### Written exercise
Copy the records below exactly, leaving out every picture.
____________________
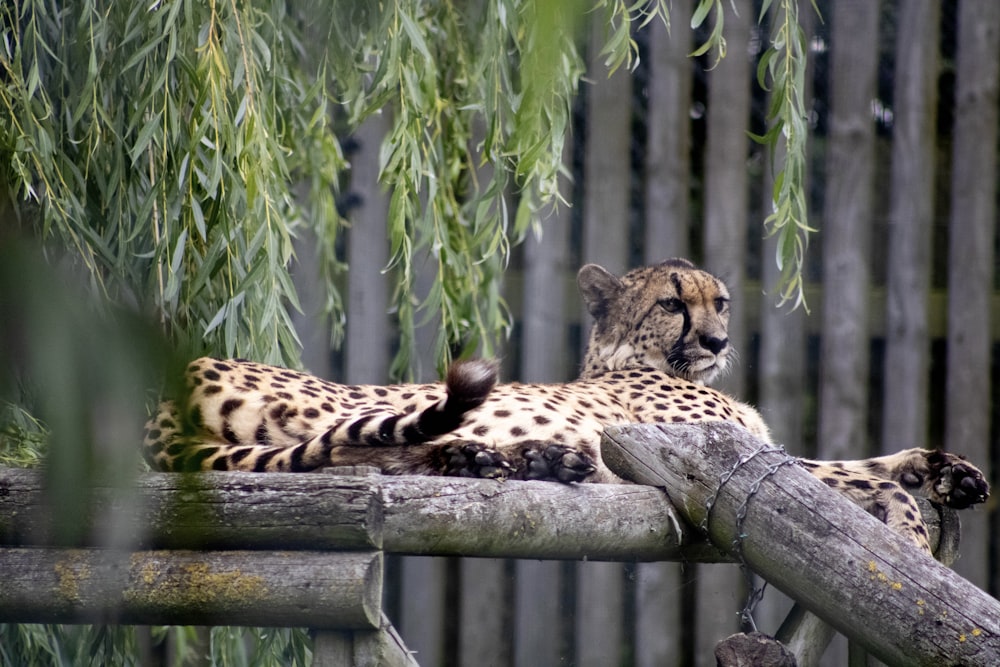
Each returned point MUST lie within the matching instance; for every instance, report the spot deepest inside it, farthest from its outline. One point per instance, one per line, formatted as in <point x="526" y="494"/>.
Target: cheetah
<point x="660" y="335"/>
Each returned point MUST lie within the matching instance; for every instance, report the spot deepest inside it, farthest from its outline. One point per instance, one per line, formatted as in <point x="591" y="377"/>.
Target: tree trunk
<point x="904" y="422"/>
<point x="971" y="257"/>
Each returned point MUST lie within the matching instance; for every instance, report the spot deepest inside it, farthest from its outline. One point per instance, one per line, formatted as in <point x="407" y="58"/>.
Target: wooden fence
<point x="896" y="351"/>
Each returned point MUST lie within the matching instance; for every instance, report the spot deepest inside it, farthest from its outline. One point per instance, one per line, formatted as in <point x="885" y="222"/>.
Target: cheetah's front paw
<point x="469" y="459"/>
<point x="956" y="482"/>
<point x="556" y="462"/>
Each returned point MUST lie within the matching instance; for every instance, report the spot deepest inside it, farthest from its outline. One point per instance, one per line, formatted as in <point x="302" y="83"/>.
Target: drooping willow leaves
<point x="176" y="147"/>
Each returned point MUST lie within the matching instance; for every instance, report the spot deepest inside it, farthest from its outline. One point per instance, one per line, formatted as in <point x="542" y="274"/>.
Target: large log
<point x="293" y="588"/>
<point x="413" y="514"/>
<point x="839" y="562"/>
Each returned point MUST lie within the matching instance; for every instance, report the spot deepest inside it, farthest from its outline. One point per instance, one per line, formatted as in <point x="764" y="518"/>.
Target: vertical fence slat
<point x="539" y="613"/>
<point x="972" y="228"/>
<point x="483" y="637"/>
<point x="607" y="179"/>
<point x="847" y="223"/>
<point x="369" y="329"/>
<point x="667" y="228"/>
<point x="905" y="421"/>
<point x="668" y="140"/>
<point x="422" y="608"/>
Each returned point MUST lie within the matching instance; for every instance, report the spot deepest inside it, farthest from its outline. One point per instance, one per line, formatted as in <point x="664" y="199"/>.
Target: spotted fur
<point x="660" y="333"/>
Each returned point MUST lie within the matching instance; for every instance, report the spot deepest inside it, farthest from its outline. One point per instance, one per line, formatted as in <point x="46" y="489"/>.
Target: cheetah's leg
<point x="885" y="499"/>
<point x="941" y="477"/>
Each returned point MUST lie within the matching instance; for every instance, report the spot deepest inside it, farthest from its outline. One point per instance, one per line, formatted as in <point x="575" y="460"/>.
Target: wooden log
<point x="434" y="516"/>
<point x="752" y="650"/>
<point x="294" y="588"/>
<point x="412" y="514"/>
<point x="458" y="517"/>
<point x="207" y="511"/>
<point x="842" y="564"/>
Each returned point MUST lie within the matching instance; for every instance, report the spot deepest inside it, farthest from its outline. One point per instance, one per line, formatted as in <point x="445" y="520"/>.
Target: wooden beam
<point x="203" y="511"/>
<point x="438" y="516"/>
<point x="253" y="588"/>
<point x="844" y="565"/>
<point x="431" y="516"/>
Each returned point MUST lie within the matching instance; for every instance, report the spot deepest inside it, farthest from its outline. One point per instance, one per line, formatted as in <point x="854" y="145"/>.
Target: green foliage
<point x="784" y="65"/>
<point x="172" y="150"/>
<point x="480" y="95"/>
<point x="74" y="645"/>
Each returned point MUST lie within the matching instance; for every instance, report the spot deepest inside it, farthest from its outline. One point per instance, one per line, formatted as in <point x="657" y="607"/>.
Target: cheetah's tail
<point x="468" y="383"/>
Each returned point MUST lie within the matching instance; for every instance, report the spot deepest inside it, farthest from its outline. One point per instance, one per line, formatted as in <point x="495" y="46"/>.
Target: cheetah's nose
<point x="713" y="344"/>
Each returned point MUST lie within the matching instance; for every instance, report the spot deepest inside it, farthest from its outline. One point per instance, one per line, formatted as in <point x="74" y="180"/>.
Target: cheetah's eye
<point x="672" y="305"/>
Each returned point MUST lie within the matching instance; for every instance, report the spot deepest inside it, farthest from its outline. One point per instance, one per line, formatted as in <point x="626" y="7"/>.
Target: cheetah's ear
<point x="599" y="288"/>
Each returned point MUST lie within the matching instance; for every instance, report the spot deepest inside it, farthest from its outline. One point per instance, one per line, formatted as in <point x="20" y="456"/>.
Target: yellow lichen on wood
<point x="196" y="584"/>
<point x="71" y="571"/>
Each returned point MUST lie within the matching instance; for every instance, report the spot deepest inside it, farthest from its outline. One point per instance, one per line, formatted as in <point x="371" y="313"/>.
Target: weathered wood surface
<point x="206" y="511"/>
<point x="411" y="515"/>
<point x="362" y="648"/>
<point x="442" y="516"/>
<point x="839" y="562"/>
<point x="293" y="588"/>
<point x="414" y="515"/>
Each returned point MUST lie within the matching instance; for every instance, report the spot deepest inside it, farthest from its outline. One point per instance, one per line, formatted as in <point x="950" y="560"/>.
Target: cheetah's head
<point x="672" y="317"/>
____________________
### Reply to the task
Each returned point MUST lie within the matching instance; for every instance, report the spot deepest inside it, farthest from its outline. One point per instance, one per line, formatted as in <point x="526" y="494"/>.
Target: cheetah
<point x="660" y="335"/>
Each returned point MUST lie within the matching instance; for every instance, report the spot deepest inside it, farthest from its outline. One point per instance, one per line, formatted as in <point x="591" y="377"/>.
Target: tree trunk
<point x="904" y="422"/>
<point x="971" y="257"/>
Each returned point MUST lie within the matching instance; for every instance, report the spot deepest inside it, farthest from its outline. One point per instance, one per line, formatted as in <point x="407" y="58"/>.
Target: wooden fence
<point x="896" y="351"/>
Each returned point MUST lie within the matching instance; for every instance, report the spot deepest inside it, farthest from its outline. One point per instance, one per line, formatted as in <point x="885" y="222"/>.
Target: cheetah's front paw
<point x="469" y="459"/>
<point x="956" y="482"/>
<point x="556" y="462"/>
Each returned point MUST lie within the matching instance; for every instance, report the spot deepest inside it, farthest from its outline. One point per instance, one per line, formatted as in <point x="302" y="83"/>.
Target: drooping willow leaves
<point x="176" y="147"/>
Each returned point MUST lie within the matching instance; for every instance, report the spot deepest inside it, farthest from its outline. One point per instance, one per line, formatted as in <point x="542" y="274"/>.
Target: large log
<point x="293" y="588"/>
<point x="413" y="514"/>
<point x="839" y="562"/>
Each returned point MUST lie within the matching instance; for every instance, report the spot deepest inside it, farthest from its outline. One point per instance, one per line, formatted as in <point x="764" y="518"/>.
Target: vertical fence slat
<point x="539" y="613"/>
<point x="972" y="228"/>
<point x="483" y="637"/>
<point x="607" y="179"/>
<point x="847" y="223"/>
<point x="369" y="329"/>
<point x="667" y="228"/>
<point x="905" y="421"/>
<point x="668" y="140"/>
<point x="422" y="608"/>
Each returned point MUST lie within the matching instance; for every instance, report the spot deepest inside it, farthest from its outline. One point per instance, one per line, formatted as in <point x="664" y="199"/>.
Target: spotted fur
<point x="660" y="333"/>
Each returned point MUST lie within the matching instance; for every instance, report the spot deepest inside it, farthest from its outline. One point per instance, one per line, formatted as in <point x="46" y="489"/>.
Target: cheetah's leg
<point x="885" y="499"/>
<point x="941" y="477"/>
Each returned point MUST lie within the matching instance; for every instance, report the spot deepest inside it, farthest from its outline. One point per instance, one per line, formatted as in <point x="575" y="460"/>.
Target: wooden log
<point x="434" y="516"/>
<point x="752" y="650"/>
<point x="294" y="588"/>
<point x="412" y="514"/>
<point x="458" y="517"/>
<point x="207" y="511"/>
<point x="842" y="564"/>
Each returned point MUST lie within the matching instance; for every instance, report the spot deepest inside it, farthest from its outline. One point per instance, one per line, formatted as in <point x="445" y="520"/>.
Target: wooden beam
<point x="203" y="511"/>
<point x="438" y="516"/>
<point x="253" y="588"/>
<point x="844" y="565"/>
<point x="431" y="516"/>
Each returned point MUST lie within the matching instance; for every instance, report the spot deepest inside it, farthest from its outline. One point per instance, one per line, formatted as in <point x="854" y="145"/>.
Target: green foliage
<point x="784" y="65"/>
<point x="172" y="150"/>
<point x="480" y="95"/>
<point x="74" y="645"/>
Each returned point MUST lie within the matching instance; for every instance, report the spot deepest inside it, farthest from its outline. One point per instance, one per line, formatted as in <point x="657" y="607"/>.
Target: cheetah's tail
<point x="468" y="383"/>
Each returned point MUST lie within the matching instance; for every instance, report the spot deepest inside it, farthest from its outline. One point per instance, one per line, formatted as in <point x="495" y="46"/>.
Target: cheetah's nose
<point x="713" y="344"/>
Each returned point MUST lie within the matching instance; for every instance, report the spot deepest inside it, farthest from its outline. One point per instance, one per line, formatted as in <point x="74" y="180"/>.
Target: cheetah's eye
<point x="672" y="305"/>
Each returned point MUST lie within the matching instance; for every instance, report the spot deepest inside it, farthest from its outline. One point per instance, one per line, formatted as in <point x="626" y="7"/>.
Target: cheetah's ear
<point x="599" y="288"/>
Each returned point MUST lie within the matching instance; for every instance, report the spot deepest inside it, farthest from its outline. One point per instance, one per line, formatted as in <point x="20" y="456"/>.
Target: yellow lichen on wood
<point x="196" y="584"/>
<point x="71" y="571"/>
Each returned point MUST lie within the matching instance; for every instance, report the spot deepest inside it, farthest from its outline. One point per instance, one per line, formatted as in <point x="371" y="313"/>.
Target: weathered wood surface
<point x="206" y="511"/>
<point x="411" y="515"/>
<point x="362" y="648"/>
<point x="442" y="516"/>
<point x="839" y="562"/>
<point x="293" y="588"/>
<point x="414" y="515"/>
Each returned point MUST lie within the matching instance; for every instance, report the spot deepest inside it, farthest from its outline. One point per instance, one per line, formatted as in <point x="950" y="560"/>.
Target: cheetah's head
<point x="672" y="317"/>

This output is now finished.